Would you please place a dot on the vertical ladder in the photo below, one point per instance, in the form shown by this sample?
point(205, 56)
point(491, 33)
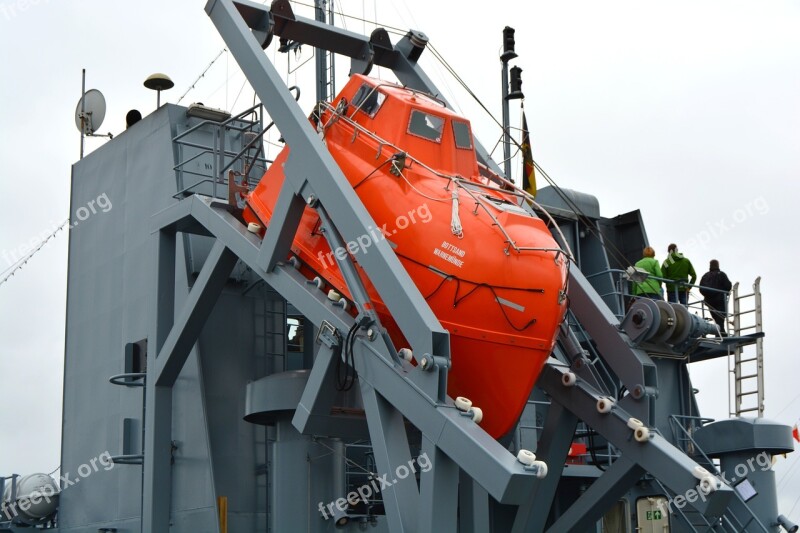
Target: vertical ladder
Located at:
point(748, 361)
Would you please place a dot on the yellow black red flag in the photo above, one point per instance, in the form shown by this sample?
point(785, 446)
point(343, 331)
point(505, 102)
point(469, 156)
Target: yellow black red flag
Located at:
point(528, 172)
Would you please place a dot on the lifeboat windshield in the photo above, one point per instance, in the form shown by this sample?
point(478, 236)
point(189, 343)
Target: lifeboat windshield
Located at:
point(426, 125)
point(368, 99)
point(462, 135)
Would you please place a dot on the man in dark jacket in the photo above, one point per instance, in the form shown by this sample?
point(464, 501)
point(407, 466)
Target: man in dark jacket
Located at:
point(714, 286)
point(678, 268)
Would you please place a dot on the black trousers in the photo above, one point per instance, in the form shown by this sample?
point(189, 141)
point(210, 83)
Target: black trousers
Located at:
point(718, 314)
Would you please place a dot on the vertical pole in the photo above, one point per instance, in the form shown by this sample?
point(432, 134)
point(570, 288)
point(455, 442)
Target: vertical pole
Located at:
point(507, 55)
point(506, 125)
point(321, 56)
point(737, 353)
point(83, 107)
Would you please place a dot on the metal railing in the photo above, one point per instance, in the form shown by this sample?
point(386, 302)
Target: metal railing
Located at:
point(729, 518)
point(249, 124)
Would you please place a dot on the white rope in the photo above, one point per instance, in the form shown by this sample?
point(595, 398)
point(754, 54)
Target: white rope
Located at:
point(455, 221)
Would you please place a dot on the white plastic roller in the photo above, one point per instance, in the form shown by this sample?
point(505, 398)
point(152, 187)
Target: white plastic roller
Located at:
point(408, 355)
point(526, 457)
point(477, 414)
point(463, 404)
point(641, 434)
point(635, 423)
point(334, 296)
point(541, 469)
point(37, 497)
point(708, 484)
point(604, 405)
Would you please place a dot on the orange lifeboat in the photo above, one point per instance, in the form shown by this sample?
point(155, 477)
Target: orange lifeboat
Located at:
point(490, 271)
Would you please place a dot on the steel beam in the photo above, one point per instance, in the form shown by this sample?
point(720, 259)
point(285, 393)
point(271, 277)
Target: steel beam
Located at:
point(174, 340)
point(319, 392)
point(482, 457)
point(557, 435)
point(193, 316)
point(438, 491)
point(593, 503)
point(633, 366)
point(390, 444)
point(473, 506)
point(278, 238)
point(657, 455)
point(311, 162)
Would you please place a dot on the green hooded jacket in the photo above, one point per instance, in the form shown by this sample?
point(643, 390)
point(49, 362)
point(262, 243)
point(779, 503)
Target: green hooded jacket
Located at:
point(649, 286)
point(678, 268)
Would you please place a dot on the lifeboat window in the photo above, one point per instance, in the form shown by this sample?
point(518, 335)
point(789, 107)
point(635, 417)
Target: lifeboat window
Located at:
point(368, 99)
point(462, 135)
point(426, 125)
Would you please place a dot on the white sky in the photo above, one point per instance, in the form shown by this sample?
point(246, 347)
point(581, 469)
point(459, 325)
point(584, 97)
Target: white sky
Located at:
point(688, 110)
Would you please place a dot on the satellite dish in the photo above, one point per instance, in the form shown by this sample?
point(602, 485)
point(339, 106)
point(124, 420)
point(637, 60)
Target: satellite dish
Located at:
point(158, 82)
point(91, 111)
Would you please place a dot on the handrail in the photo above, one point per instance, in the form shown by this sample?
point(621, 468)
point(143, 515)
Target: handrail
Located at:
point(716, 472)
point(132, 459)
point(130, 379)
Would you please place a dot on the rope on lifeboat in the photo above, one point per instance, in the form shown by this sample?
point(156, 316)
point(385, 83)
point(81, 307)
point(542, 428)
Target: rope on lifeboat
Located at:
point(477, 285)
point(455, 220)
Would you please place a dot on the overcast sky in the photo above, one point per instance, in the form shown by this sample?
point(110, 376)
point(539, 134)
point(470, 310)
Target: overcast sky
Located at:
point(687, 110)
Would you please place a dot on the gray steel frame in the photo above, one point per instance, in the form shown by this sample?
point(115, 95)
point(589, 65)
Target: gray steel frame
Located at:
point(392, 389)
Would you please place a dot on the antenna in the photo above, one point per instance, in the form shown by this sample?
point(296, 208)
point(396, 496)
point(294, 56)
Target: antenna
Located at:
point(159, 82)
point(90, 112)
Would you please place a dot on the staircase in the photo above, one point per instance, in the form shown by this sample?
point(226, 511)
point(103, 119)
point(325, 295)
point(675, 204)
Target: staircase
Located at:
point(747, 362)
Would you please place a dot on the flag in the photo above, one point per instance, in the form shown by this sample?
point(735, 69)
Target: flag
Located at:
point(528, 173)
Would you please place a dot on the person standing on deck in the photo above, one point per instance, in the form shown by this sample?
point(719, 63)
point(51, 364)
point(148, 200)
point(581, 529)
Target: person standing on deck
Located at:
point(716, 300)
point(678, 268)
point(649, 288)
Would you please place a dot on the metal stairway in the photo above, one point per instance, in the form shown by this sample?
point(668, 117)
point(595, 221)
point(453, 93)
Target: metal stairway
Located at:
point(747, 362)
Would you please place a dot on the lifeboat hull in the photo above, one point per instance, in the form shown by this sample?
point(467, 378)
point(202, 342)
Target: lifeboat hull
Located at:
point(502, 306)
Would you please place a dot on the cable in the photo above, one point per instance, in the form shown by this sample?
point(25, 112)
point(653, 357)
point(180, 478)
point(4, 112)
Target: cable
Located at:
point(23, 261)
point(346, 379)
point(201, 75)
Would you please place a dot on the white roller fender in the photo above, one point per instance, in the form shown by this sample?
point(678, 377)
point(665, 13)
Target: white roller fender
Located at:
point(635, 423)
point(477, 414)
point(526, 457)
point(604, 405)
point(463, 404)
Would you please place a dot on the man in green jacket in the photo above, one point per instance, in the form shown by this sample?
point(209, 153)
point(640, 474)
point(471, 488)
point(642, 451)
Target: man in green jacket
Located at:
point(649, 288)
point(678, 268)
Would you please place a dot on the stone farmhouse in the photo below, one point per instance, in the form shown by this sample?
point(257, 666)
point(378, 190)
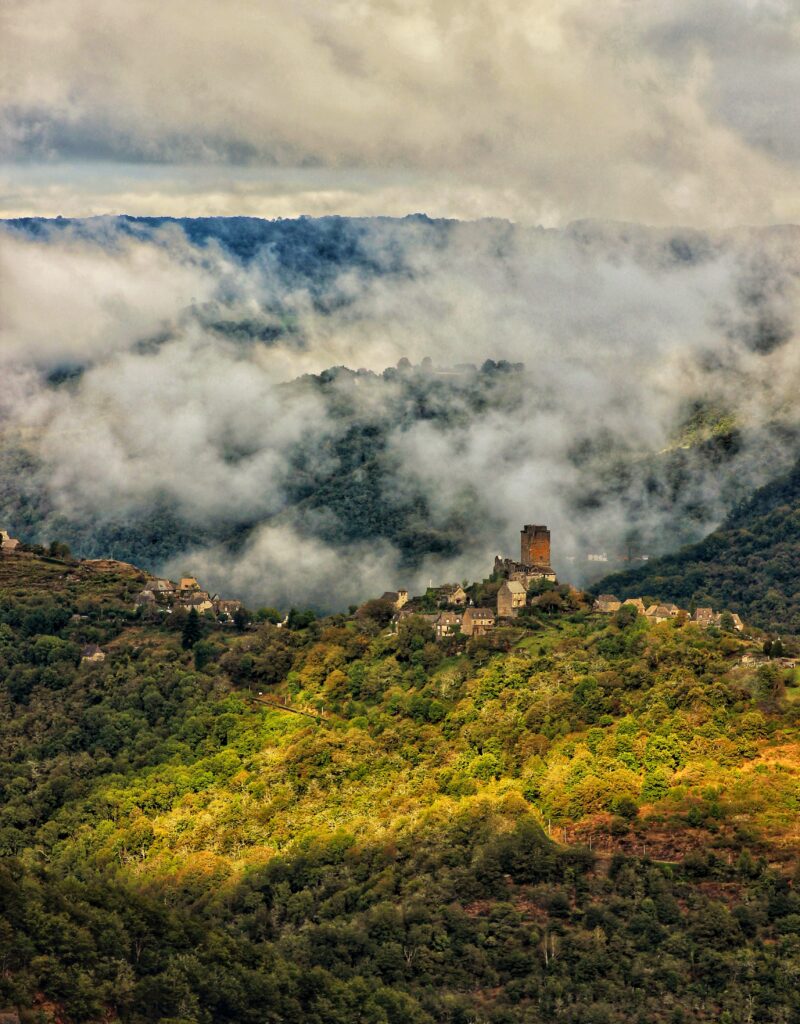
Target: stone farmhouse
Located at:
point(9, 545)
point(510, 598)
point(92, 653)
point(164, 595)
point(448, 624)
point(705, 617)
point(477, 622)
point(450, 593)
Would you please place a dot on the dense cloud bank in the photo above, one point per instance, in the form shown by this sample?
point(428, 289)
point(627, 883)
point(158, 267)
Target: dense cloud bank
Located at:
point(145, 392)
point(657, 113)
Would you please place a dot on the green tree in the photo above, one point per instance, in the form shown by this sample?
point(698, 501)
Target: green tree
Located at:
point(193, 630)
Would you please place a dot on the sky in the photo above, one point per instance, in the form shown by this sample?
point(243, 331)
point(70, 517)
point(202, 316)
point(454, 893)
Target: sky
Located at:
point(544, 113)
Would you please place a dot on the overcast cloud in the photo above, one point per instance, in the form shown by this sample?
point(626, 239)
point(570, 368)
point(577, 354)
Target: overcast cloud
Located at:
point(543, 112)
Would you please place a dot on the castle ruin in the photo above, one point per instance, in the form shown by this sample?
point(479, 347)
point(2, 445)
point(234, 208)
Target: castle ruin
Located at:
point(535, 546)
point(534, 557)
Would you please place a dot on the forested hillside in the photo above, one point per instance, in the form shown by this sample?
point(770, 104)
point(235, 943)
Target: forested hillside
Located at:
point(584, 819)
point(178, 411)
point(749, 564)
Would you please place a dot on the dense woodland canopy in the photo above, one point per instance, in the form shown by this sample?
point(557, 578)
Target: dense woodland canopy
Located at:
point(749, 564)
point(585, 818)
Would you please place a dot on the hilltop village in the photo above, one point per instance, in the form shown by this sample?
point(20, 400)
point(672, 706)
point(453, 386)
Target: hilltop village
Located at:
point(516, 588)
point(513, 590)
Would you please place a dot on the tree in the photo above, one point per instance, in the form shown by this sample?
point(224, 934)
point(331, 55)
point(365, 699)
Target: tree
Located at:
point(241, 619)
point(193, 630)
point(59, 550)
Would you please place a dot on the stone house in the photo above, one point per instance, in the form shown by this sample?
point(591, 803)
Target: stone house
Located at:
point(161, 587)
point(704, 617)
point(226, 609)
point(476, 622)
point(510, 598)
point(8, 545)
point(662, 612)
point(452, 593)
point(448, 624)
point(198, 600)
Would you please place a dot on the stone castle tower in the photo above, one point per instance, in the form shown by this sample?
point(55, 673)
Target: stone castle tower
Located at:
point(535, 546)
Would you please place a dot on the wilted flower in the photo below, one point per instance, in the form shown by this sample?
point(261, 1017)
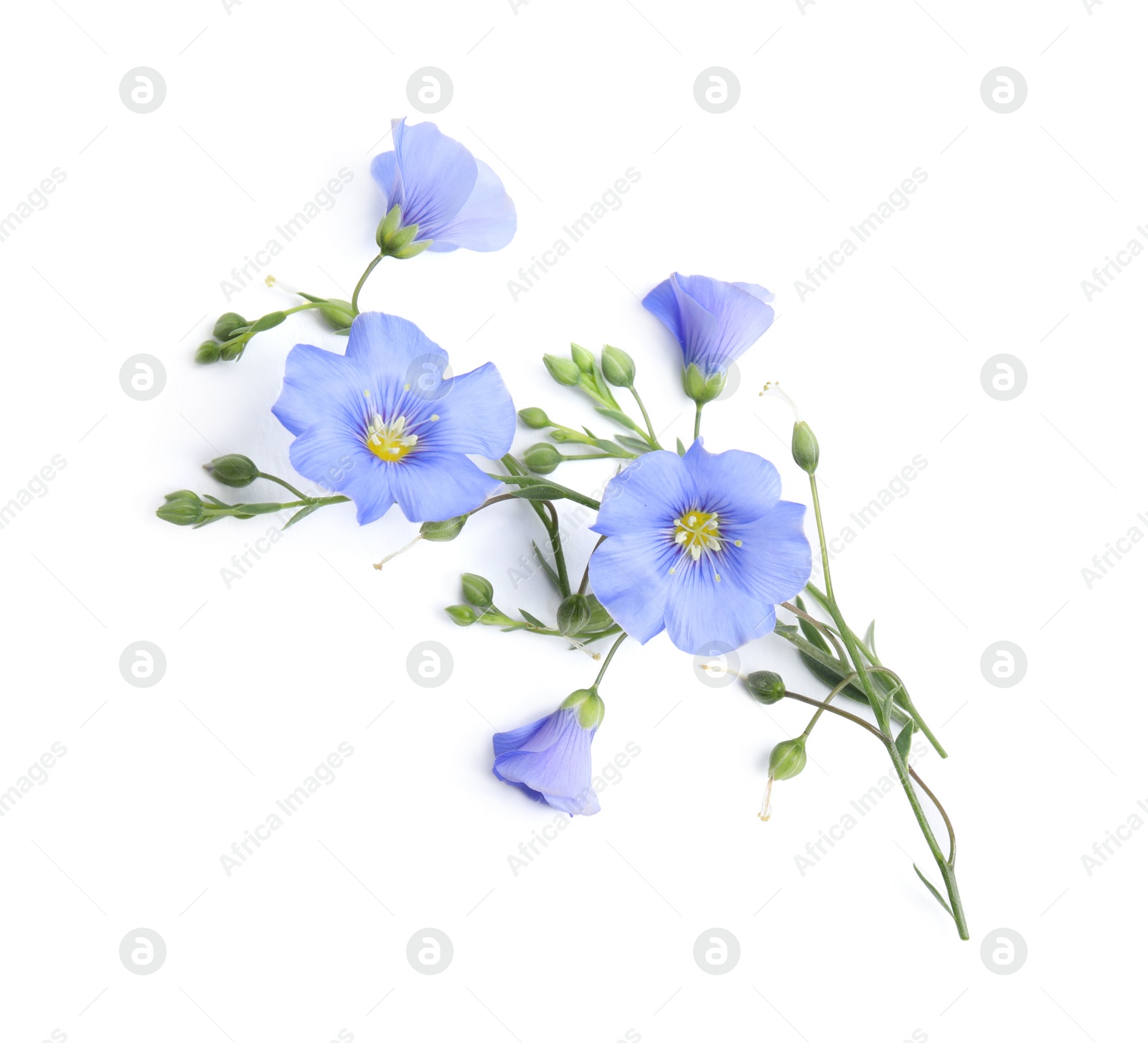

ABOUT THIS EXERCISE: Where a line above holds the word "window", copy it.

EXERCISE RESPONSE:
Would you please place a dot on the lifeboat window in the photo above, one point per instance, in the form shown by this sample?
Target: lifeboat window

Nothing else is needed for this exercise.